### Task to carry out
Lines from the one containing "611L260 615V626L323 624L301" through the last line of the records below are to be repeated exactly.
───── Dataset content ─────
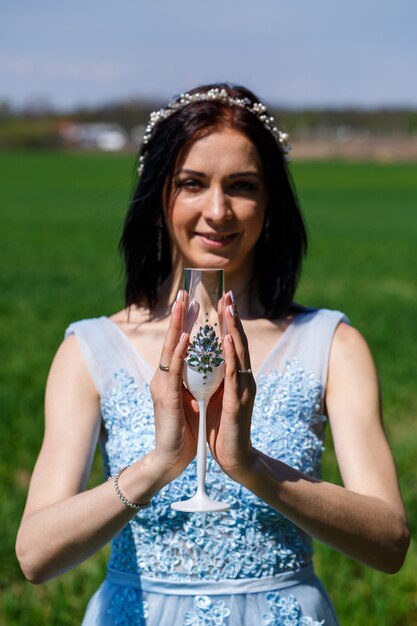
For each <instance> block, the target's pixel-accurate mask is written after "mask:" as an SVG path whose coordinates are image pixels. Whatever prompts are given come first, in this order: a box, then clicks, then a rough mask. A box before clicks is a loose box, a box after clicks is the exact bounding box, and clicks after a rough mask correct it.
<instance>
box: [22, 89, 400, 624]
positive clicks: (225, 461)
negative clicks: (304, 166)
mask: <svg viewBox="0 0 417 626" xmlns="http://www.w3.org/2000/svg"><path fill="white" fill-rule="evenodd" d="M285 153H286V136H285V135H284V134H283V133H282V132H281V131H279V130H278V129H277V128H276V126H275V122H274V120H273V119H272V118H271V117H270V116H269V114H268V113H267V111H266V110H265V107H264V106H263V105H262V104H261V103H260V102H259V101H258V100H257V98H256V97H255V96H254V95H253V94H252V93H251V92H249V91H248V90H246V89H244V88H241V87H233V88H232V87H230V86H228V85H223V84H220V85H211V86H205V87H201V88H197V89H195V90H194V91H192V92H190V93H188V94H183V95H182V96H180V97H179V98H177V99H176V100H174V101H173V102H172V103H171V104H170V105H169V106H168V107H167V108H165V109H162V110H161V111H158V112H157V113H155V114H153V115H152V116H151V121H150V123H149V125H148V127H147V129H146V133H145V138H144V143H143V147H142V149H141V153H140V160H139V163H140V180H139V182H138V185H137V187H136V190H135V192H134V194H133V198H132V201H131V206H130V209H129V212H128V215H127V218H126V222H125V226H124V231H123V235H122V240H121V248H122V251H123V254H124V258H125V263H126V308H125V309H123V310H122V311H120V312H119V313H117V314H115V315H113V316H112V317H101V318H97V319H91V320H84V321H81V322H77V323H75V324H72V325H71V326H70V327H69V329H68V331H67V338H66V339H65V341H64V342H63V344H62V345H61V347H60V348H59V350H58V352H57V355H56V357H55V360H54V362H53V364H52V368H51V371H50V375H49V379H48V384H47V390H46V427H45V437H44V442H43V446H42V449H41V452H40V455H39V458H38V461H37V463H36V467H35V470H34V473H33V477H32V481H31V485H30V491H29V496H28V501H27V506H26V510H25V513H24V516H23V520H22V523H21V527H20V531H19V534H18V540H17V554H18V557H19V560H20V563H21V566H22V569H23V571H24V573H25V575H26V576H27V578H28V579H29V580H30V581H32V582H34V583H40V582H43V581H45V580H48V579H49V578H51V577H54V576H57V575H59V574H61V573H63V572H65V571H67V570H68V569H70V568H72V567H74V566H76V565H77V564H78V563H80V562H81V561H83V560H85V559H86V558H88V557H89V556H90V555H91V554H93V553H94V552H96V551H97V550H98V549H99V548H100V547H101V546H103V545H104V544H106V543H107V542H108V541H110V540H113V543H112V554H111V558H110V562H109V569H108V575H107V577H106V580H105V581H104V583H103V584H102V586H101V587H100V589H99V590H98V591H97V593H96V594H95V595H94V596H93V598H92V599H91V601H90V604H89V606H88V609H87V613H86V616H85V618H84V622H83V624H84V625H87V626H90V625H93V624H94V625H96V624H97V625H100V626H110V625H113V624H125V625H139V624H140V625H142V624H143V625H147V626H186V625H188V626H191V625H204V624H213V625H214V624H216V625H217V626H221V625H227V626H253V624H264V625H267V624H269V625H281V624H285V625H286V626H297V625H300V626H301V625H310V626H311V625H313V626H317V625H318V624H325V625H326V626H335V625H336V624H337V618H336V616H335V613H334V610H333V608H332V605H331V603H330V601H329V599H328V597H327V595H326V592H325V591H324V589H323V587H322V586H321V584H320V582H319V581H318V579H317V578H316V577H315V575H314V571H313V567H312V549H311V537H315V538H317V539H319V540H320V541H323V542H325V543H327V544H329V545H330V546H332V547H334V548H335V549H336V550H340V551H342V552H344V553H345V554H347V555H348V556H350V557H351V558H353V559H357V560H359V561H362V562H364V563H366V564H368V565H369V566H371V567H375V568H377V569H380V570H382V571H385V572H391V573H392V572H395V571H397V570H398V569H399V568H400V567H401V564H402V562H403V560H404V557H405V554H406V551H407V547H408V541H409V534H408V529H407V522H406V516H405V513H404V508H403V505H402V502H401V497H400V492H399V488H398V483H397V478H396V472H395V468H394V463H393V459H392V456H391V453H390V450H389V447H388V445H387V441H386V439H385V436H384V432H383V428H382V423H381V415H380V405H379V391H378V381H377V376H376V372H375V368H374V364H373V361H372V358H371V355H370V353H369V350H368V347H367V345H366V343H365V341H364V339H363V338H362V336H361V335H360V334H359V333H358V331H356V330H355V329H354V328H352V327H351V326H350V325H349V323H348V322H347V320H346V318H345V317H344V315H343V314H342V313H339V312H337V311H329V310H325V309H310V308H304V307H301V306H298V305H295V304H294V303H293V296H294V291H295V287H296V284H297V278H298V275H299V271H300V268H301V261H302V257H303V254H304V252H305V250H306V245H307V242H306V234H305V229H304V225H303V221H302V217H301V214H300V211H299V208H298V205H297V201H296V197H295V193H294V191H293V188H292V184H291V179H290V176H289V173H288V170H287V166H286V161H285ZM184 267H212V268H222V269H224V271H225V274H226V283H227V289H228V292H227V294H226V325H227V335H226V337H225V338H224V342H223V344H224V352H225V362H226V364H225V378H224V384H223V385H222V386H221V388H220V389H219V390H218V391H217V393H216V394H215V396H214V397H213V398H212V400H211V401H210V404H209V407H208V416H207V420H208V422H207V436H208V442H209V446H210V451H211V458H210V460H209V472H208V479H207V480H208V486H209V490H211V491H212V493H216V494H217V495H218V496H220V497H221V499H222V500H225V499H226V500H228V502H229V503H230V505H231V510H230V511H229V512H227V513H214V514H213V513H207V514H187V513H180V512H175V511H173V510H172V509H171V506H170V505H171V503H172V502H174V501H175V500H179V499H183V498H184V497H186V496H187V494H188V495H191V494H192V492H193V489H194V480H195V478H194V477H195V467H194V465H195V461H194V458H195V454H196V432H197V424H198V411H197V406H196V403H195V401H194V400H193V399H192V397H191V395H190V394H189V392H188V391H187V390H186V388H185V387H184V385H183V383H182V366H183V360H184V357H185V355H186V352H187V348H188V340H189V336H188V335H187V334H185V333H183V332H182V328H181V319H182V315H183V308H184V304H183V298H182V293H181V291H180V284H181V275H182V271H183V268H184ZM255 381H256V384H255ZM327 419H328V420H329V421H330V424H331V428H332V435H333V439H334V444H335V450H336V454H337V459H338V463H339V467H340V471H341V475H342V477H343V482H344V486H343V487H341V486H338V485H334V484H330V483H328V482H325V481H322V480H320V477H319V476H320V458H321V453H322V450H323V445H322V441H323V431H324V427H325V424H326V421H327ZM98 441H99V442H100V445H101V447H102V452H103V457H104V465H105V473H106V478H108V477H112V479H111V480H105V482H103V484H101V485H99V486H97V487H95V488H93V489H89V490H86V489H85V486H86V481H87V478H88V475H89V471H90V467H91V462H92V458H93V454H94V450H95V447H96V444H97V442H98ZM126 466H128V467H126Z"/></svg>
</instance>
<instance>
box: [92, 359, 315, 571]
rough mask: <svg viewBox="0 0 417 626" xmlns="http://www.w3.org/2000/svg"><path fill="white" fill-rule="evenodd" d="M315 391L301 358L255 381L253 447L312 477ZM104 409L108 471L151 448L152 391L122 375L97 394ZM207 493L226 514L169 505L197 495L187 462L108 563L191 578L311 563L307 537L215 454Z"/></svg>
mask: <svg viewBox="0 0 417 626" xmlns="http://www.w3.org/2000/svg"><path fill="white" fill-rule="evenodd" d="M320 393H321V385H320V383H319V382H318V381H316V380H315V379H314V377H313V376H312V375H311V374H308V373H306V372H305V371H304V370H303V369H302V368H300V366H299V364H298V362H297V361H292V362H289V363H288V364H287V368H286V371H285V373H284V374H280V373H278V372H276V371H274V370H273V371H271V372H270V373H269V374H268V375H267V376H263V377H261V379H260V380H259V381H258V391H257V397H256V401H255V408H254V412H253V431H254V435H253V443H254V445H255V447H256V448H258V449H259V450H261V451H262V452H264V453H265V454H268V455H269V456H272V457H274V458H278V459H280V460H282V461H283V462H285V463H288V464H289V465H292V466H293V467H295V468H296V469H299V470H301V471H303V472H304V473H306V474H308V475H311V476H317V475H318V473H319V462H320V457H321V453H322V449H323V444H322V441H321V440H320V439H319V438H318V437H317V435H316V434H315V433H314V431H313V428H312V427H313V426H314V425H315V424H316V423H318V422H320V421H321V420H322V419H323V418H322V417H321V416H319V415H317V414H316V411H317V410H318V409H319V408H320V403H319V399H320ZM265 407H268V408H267V410H265ZM101 409H102V414H103V419H104V424H105V427H106V431H107V441H106V442H105V444H104V450H103V455H104V459H105V462H106V468H107V473H108V474H109V475H110V474H114V473H116V472H117V470H118V469H119V468H120V467H122V466H123V465H126V464H128V463H132V462H134V461H135V460H136V459H138V458H140V457H141V456H143V455H144V454H146V453H147V452H148V451H149V450H151V449H152V448H153V445H154V426H153V405H152V400H151V396H150V392H149V387H146V388H145V390H144V391H142V392H140V391H139V390H138V388H137V385H136V384H135V382H134V379H133V378H132V377H131V376H129V375H128V374H127V373H126V372H125V371H123V370H121V371H119V372H117V373H116V375H115V385H114V387H113V388H112V389H110V391H109V392H108V394H106V395H105V396H104V397H103V398H102V402H101ZM207 487H208V491H209V493H210V494H211V495H213V496H214V497H215V498H218V499H221V500H226V501H227V502H229V503H230V505H231V510H230V512H229V513H227V514H225V513H215V514H213V513H209V514H199V515H189V514H187V513H178V512H175V511H173V510H172V509H171V503H172V502H174V501H175V500H180V499H183V498H185V497H190V496H191V495H192V494H193V492H194V491H195V489H196V468H195V463H192V464H191V465H190V466H189V467H188V468H187V469H186V471H185V472H184V473H183V474H182V475H181V476H180V477H179V478H177V479H176V480H175V481H174V482H172V483H171V484H169V485H168V486H166V487H165V488H164V489H162V490H161V492H160V493H159V494H158V495H157V496H156V497H155V498H154V499H153V501H152V507H151V508H150V509H146V510H144V511H143V512H140V513H139V514H138V515H137V516H136V517H135V518H134V519H133V520H132V521H131V522H130V523H129V524H128V525H127V526H126V527H125V528H124V529H123V530H122V531H121V533H119V535H118V536H117V537H116V538H115V539H114V541H113V547H112V556H111V559H110V563H109V566H110V567H111V568H114V569H116V570H121V571H125V572H128V573H138V572H140V573H141V574H144V575H146V576H150V577H155V578H166V577H169V578H170V579H171V580H187V581H190V580H201V579H203V580H204V579H208V580H213V579H214V580H217V579H223V578H258V577H264V576H273V575H274V574H277V573H279V572H281V571H286V570H290V569H298V568H300V567H302V566H303V565H304V564H305V563H307V562H309V561H310V560H311V555H312V551H311V540H310V538H309V537H308V536H307V535H306V534H305V533H303V532H302V531H301V530H300V529H298V528H297V527H296V526H294V524H292V523H291V522H289V520H287V518H285V517H284V516H283V515H281V514H280V513H278V512H277V511H275V510H274V509H272V508H271V507H269V506H268V505H267V504H265V503H264V502H263V501H262V500H260V499H259V498H257V497H256V496H255V495H254V494H253V493H251V492H250V491H248V490H247V489H245V488H243V487H241V486H240V485H238V484H237V483H235V482H234V481H232V480H230V479H229V478H227V477H226V476H225V475H224V473H223V472H222V471H221V469H220V468H219V467H218V465H217V463H216V462H215V461H214V459H213V458H212V457H209V460H208V472H207Z"/></svg>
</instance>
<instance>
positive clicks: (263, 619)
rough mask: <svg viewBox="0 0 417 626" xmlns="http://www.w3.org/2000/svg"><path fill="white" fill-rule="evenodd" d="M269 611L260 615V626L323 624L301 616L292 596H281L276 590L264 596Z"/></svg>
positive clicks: (313, 624) (280, 625) (317, 621)
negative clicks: (265, 600)
mask: <svg viewBox="0 0 417 626" xmlns="http://www.w3.org/2000/svg"><path fill="white" fill-rule="evenodd" d="M265 599H266V601H267V602H268V606H269V611H268V613H264V614H263V615H262V623H261V626H323V624H324V620H323V621H321V622H318V621H317V620H315V619H313V618H312V617H303V615H302V614H301V607H300V605H299V603H298V602H297V600H296V599H295V597H294V596H292V595H291V596H282V595H281V594H280V593H278V592H271V593H267V594H266V596H265Z"/></svg>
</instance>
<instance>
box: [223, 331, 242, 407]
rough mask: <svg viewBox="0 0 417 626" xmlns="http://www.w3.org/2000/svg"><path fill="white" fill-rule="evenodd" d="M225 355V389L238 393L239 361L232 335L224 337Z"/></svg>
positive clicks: (224, 375)
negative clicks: (238, 370) (231, 335)
mask: <svg viewBox="0 0 417 626" xmlns="http://www.w3.org/2000/svg"><path fill="white" fill-rule="evenodd" d="M224 356H225V362H226V365H225V371H224V385H225V389H227V391H231V392H232V393H235V394H236V395H237V394H238V391H239V379H238V376H239V374H238V369H239V361H238V358H237V354H236V350H235V345H234V342H233V337H232V336H231V335H225V337H224Z"/></svg>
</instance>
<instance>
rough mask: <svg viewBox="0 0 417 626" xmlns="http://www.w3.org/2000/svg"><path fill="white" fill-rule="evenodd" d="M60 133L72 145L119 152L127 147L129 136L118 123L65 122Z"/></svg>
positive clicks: (70, 145) (90, 148) (66, 143)
mask: <svg viewBox="0 0 417 626" xmlns="http://www.w3.org/2000/svg"><path fill="white" fill-rule="evenodd" d="M59 134H60V136H61V137H62V138H63V140H64V142H65V143H66V144H68V145H70V146H74V147H79V148H90V149H97V150H105V151H108V152H117V151H119V150H123V149H124V148H126V147H127V145H128V143H129V137H128V134H127V133H126V131H125V130H124V129H123V128H122V127H121V126H119V125H118V124H103V123H97V124H80V123H78V122H65V123H63V124H61V126H60V129H59Z"/></svg>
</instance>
─────
### Your solution
rough mask: <svg viewBox="0 0 417 626" xmlns="http://www.w3.org/2000/svg"><path fill="white" fill-rule="evenodd" d="M269 611L260 615V626L323 624L301 616L292 596H281L276 590L264 596Z"/></svg>
positive clicks: (313, 624) (280, 625) (317, 621)
negative clicks: (265, 600)
mask: <svg viewBox="0 0 417 626" xmlns="http://www.w3.org/2000/svg"><path fill="white" fill-rule="evenodd" d="M265 599H266V601H267V602H268V606H269V611H268V613H264V614H263V615H262V623H261V626H323V624H324V620H323V621H321V622H318V621H317V620H315V619H313V618H312V617H303V615H302V614H301V607H300V605H299V603H298V602H297V600H296V599H295V597H294V596H292V595H291V596H282V595H281V594H280V593H278V592H271V593H267V594H266V596H265Z"/></svg>
</instance>
<instance>
box: [223, 331, 242, 407]
rough mask: <svg viewBox="0 0 417 626" xmlns="http://www.w3.org/2000/svg"><path fill="white" fill-rule="evenodd" d="M225 355V389L238 393L239 361L232 335L224 337Z"/></svg>
positive clicks: (224, 375)
negative clicks: (238, 370) (231, 335)
mask: <svg viewBox="0 0 417 626" xmlns="http://www.w3.org/2000/svg"><path fill="white" fill-rule="evenodd" d="M224 356H225V362H226V365H225V371H224V385H225V389H227V391H231V392H232V393H235V394H236V395H237V394H238V391H239V379H238V376H239V374H238V369H239V361H238V358H237V354H236V350H235V345H234V342H233V337H232V336H231V335H225V337H224Z"/></svg>
</instance>
<instance>
rough mask: <svg viewBox="0 0 417 626" xmlns="http://www.w3.org/2000/svg"><path fill="white" fill-rule="evenodd" d="M60 133L72 145L119 152L127 147L129 136L118 123L65 122Z"/></svg>
positive clicks: (70, 145) (90, 148) (66, 143)
mask: <svg viewBox="0 0 417 626" xmlns="http://www.w3.org/2000/svg"><path fill="white" fill-rule="evenodd" d="M59 134H60V136H61V137H62V138H63V140H64V142H65V143H66V144H68V145H70V146H74V147H79V148H90V149H97V150H105V151H108V152H117V151H119V150H123V149H124V148H126V147H127V145H128V143H129V137H128V134H127V133H126V131H125V130H124V129H123V128H122V127H121V126H119V125H118V124H103V123H97V124H80V123H78V122H65V123H63V124H61V126H60V129H59Z"/></svg>
</instance>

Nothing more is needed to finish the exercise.